PROBLEM 1:
In the report on rocket attacks on Sderot, how soon after the alarm do incoming rockets land?
PROBLEM 2:
Reproduce the report on rocket attacks on Sderot verbatim, from "As they walk" up to and including "of the alarm.".

PAGE EXCERPT:
--

Traumatized Sderot resident Chava Gad and her daughter, Shai, take shelter in their hallway during a Kassem rocket attack, Jan. 22, 2008.
Traumatized Sderot resident Chava Gad and her daughter, Shai, take shelter in their hallway during a Kassem rocket attack, Jan. 22, 2008. Ricki Rosen/Corbis
Sderot's Shufan Hair Salon designs a humorous Kassem rocket hairstyle, Jan. 22, 2008.
Sderot's Shufan Hair Salon designs a humorous Kassem rocket hairstyle, Jan. 22, 2008. Ricki Rosen/Corbis
The Israeli blockade of Gaza, as well as frequent military operations in the territory, are aimed at stopping rocket attacks into southern Israel by Palestinian militant groups. The most frequent target of those attacks is the town of Sderot, less than a mile from the Gaza border.
Thousands of residents have fled the town and many businesses have closed. Israeli psychologists say many Sderot residents are suffering from trauma.
The daily Kassem rocket fire has taken over Chava Gad's life. She says she used to be an efficient, upbeat person who managed a local office. But she hasn't worked in two years and can't concentrate long enough to even fold a load of laundry.
Sitting in her small living room, she panics when an alarm signals an incoming rocket. Gad rushes to the hallway at the back of the apartment and cowers, her hands over her face. Her 16-year-old daughter, Shai, tries to calm her down.
When the alert is over in less than a minute's time, Gad returns to the living room. She opens her purse and swallows a valium. She says the tranquilizers are her only way of coping.
"The last month it was worse, more rockets …and the rocket with more explosives," Gad says. "So they give me more tablets. If I was taking three different tablets, now I take five, or sometimes six."
Last week alone, more than 200 Kassem rockets were fired from Gaza, many of them landing in or around Sderot. The crude, homemade rockets are notoriously inaccurate. But Gad says her 9-year-old son, Yanai, is terrified anyway.
"Last Thursday, I take him to the trauma center because the rocket fall 50 meter from here, and all the house was shaking, and he start to be breathless and shaking and not able to stop," Gad says.
For more than two years, she says, her son has insisted on sleeping in his parents' room, and he has become a chronic bed wetter.
Yanai's school is only a few hundred yards away, but Gad walks him to and from school, staying close to the buildings in case there's an alert.
As they walk home, Yanai tells his mother that the latest Kassem alert came when he was in the bathroom and he didn't know what to do. There's never much time. Because Sderot is so close to Gaza, the incoming rockets land within 15 seconds of the alarm.

--

SUPPLIED ENTRIES:
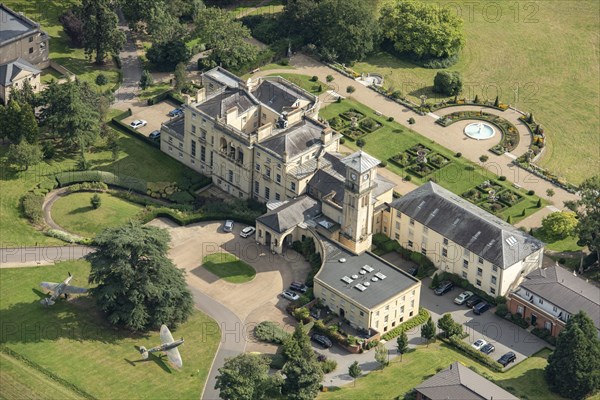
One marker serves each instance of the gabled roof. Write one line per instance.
(565, 290)
(467, 225)
(291, 214)
(458, 382)
(295, 139)
(360, 161)
(10, 70)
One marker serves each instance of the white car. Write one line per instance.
(288, 294)
(479, 343)
(138, 123)
(464, 296)
(247, 231)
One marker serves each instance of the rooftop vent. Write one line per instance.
(360, 287)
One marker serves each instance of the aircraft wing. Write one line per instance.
(74, 290)
(49, 285)
(165, 335)
(175, 357)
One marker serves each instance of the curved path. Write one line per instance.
(450, 137)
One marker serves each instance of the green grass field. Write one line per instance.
(17, 231)
(228, 267)
(546, 49)
(457, 177)
(75, 214)
(524, 379)
(72, 340)
(46, 13)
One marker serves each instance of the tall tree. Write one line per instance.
(101, 34)
(573, 369)
(402, 344)
(246, 377)
(588, 213)
(138, 286)
(422, 30)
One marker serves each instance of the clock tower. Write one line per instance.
(357, 211)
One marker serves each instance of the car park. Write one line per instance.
(175, 112)
(154, 135)
(138, 123)
(488, 349)
(478, 344)
(473, 301)
(247, 231)
(481, 307)
(507, 358)
(288, 294)
(443, 288)
(298, 287)
(464, 296)
(322, 340)
(228, 227)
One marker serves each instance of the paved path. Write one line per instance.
(450, 137)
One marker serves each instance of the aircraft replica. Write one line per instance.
(168, 346)
(58, 289)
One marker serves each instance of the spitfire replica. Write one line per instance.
(58, 289)
(168, 346)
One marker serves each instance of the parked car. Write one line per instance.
(488, 348)
(507, 358)
(298, 287)
(444, 287)
(138, 123)
(288, 294)
(481, 307)
(322, 340)
(175, 112)
(472, 302)
(478, 344)
(154, 135)
(228, 227)
(247, 231)
(464, 296)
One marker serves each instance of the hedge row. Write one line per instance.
(419, 319)
(46, 372)
(466, 348)
(123, 181)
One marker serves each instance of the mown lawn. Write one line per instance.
(46, 13)
(75, 214)
(525, 380)
(529, 46)
(228, 267)
(72, 340)
(458, 177)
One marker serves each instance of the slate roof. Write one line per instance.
(276, 95)
(376, 293)
(13, 25)
(458, 382)
(467, 225)
(295, 139)
(218, 105)
(360, 161)
(10, 70)
(291, 214)
(565, 290)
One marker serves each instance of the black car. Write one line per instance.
(473, 301)
(488, 348)
(507, 358)
(322, 340)
(481, 307)
(444, 287)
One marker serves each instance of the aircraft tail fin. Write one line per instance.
(144, 352)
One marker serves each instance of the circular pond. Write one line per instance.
(480, 131)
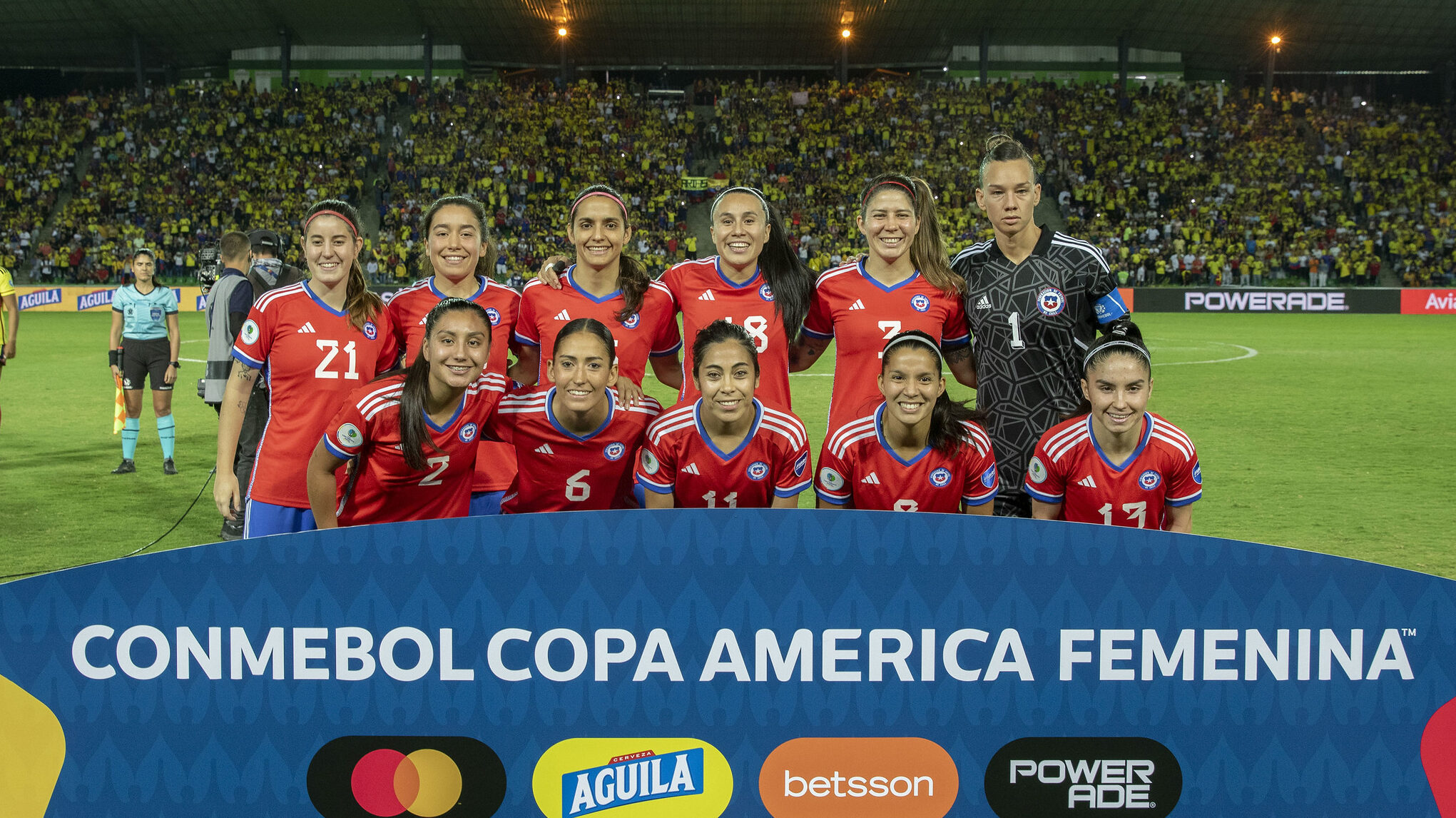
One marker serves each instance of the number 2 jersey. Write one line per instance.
(386, 489)
(703, 295)
(681, 460)
(861, 315)
(860, 470)
(313, 358)
(1069, 468)
(561, 471)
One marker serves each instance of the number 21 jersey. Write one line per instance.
(313, 358)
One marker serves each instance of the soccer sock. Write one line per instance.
(166, 430)
(128, 438)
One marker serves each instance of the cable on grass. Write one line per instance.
(128, 553)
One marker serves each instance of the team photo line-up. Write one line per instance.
(337, 409)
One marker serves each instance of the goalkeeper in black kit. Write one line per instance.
(1034, 301)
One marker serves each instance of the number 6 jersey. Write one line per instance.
(559, 471)
(313, 358)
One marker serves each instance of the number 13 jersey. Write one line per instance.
(313, 358)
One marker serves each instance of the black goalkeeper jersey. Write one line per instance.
(1032, 324)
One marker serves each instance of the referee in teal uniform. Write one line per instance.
(145, 343)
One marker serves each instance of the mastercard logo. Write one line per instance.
(408, 776)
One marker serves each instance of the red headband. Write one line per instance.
(584, 197)
(356, 231)
(889, 183)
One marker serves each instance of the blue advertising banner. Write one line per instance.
(728, 662)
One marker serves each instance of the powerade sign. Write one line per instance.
(40, 298)
(815, 664)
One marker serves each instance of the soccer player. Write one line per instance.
(1114, 461)
(460, 257)
(608, 286)
(919, 451)
(319, 338)
(9, 318)
(412, 435)
(727, 450)
(145, 342)
(903, 283)
(1034, 299)
(576, 442)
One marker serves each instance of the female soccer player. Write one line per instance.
(460, 257)
(319, 340)
(903, 283)
(919, 451)
(576, 442)
(1114, 461)
(606, 286)
(727, 450)
(145, 340)
(415, 432)
(756, 281)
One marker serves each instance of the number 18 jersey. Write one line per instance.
(313, 358)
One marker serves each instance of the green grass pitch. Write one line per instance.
(1333, 438)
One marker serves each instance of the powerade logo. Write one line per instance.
(40, 298)
(1069, 776)
(1246, 301)
(628, 777)
(425, 776)
(99, 298)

--

TASK RESPONSE 1:
Within 15 seconds of the alarm.

TASK RESPONSE 2:
As they walk home, Yanai tells his mother that the latest Kassem alert came when he was in the bathroom and he didn't know what to do. There's never much time. Because Sderot is so close to Gaza, the incoming rockets land within 15 seconds of the alarm.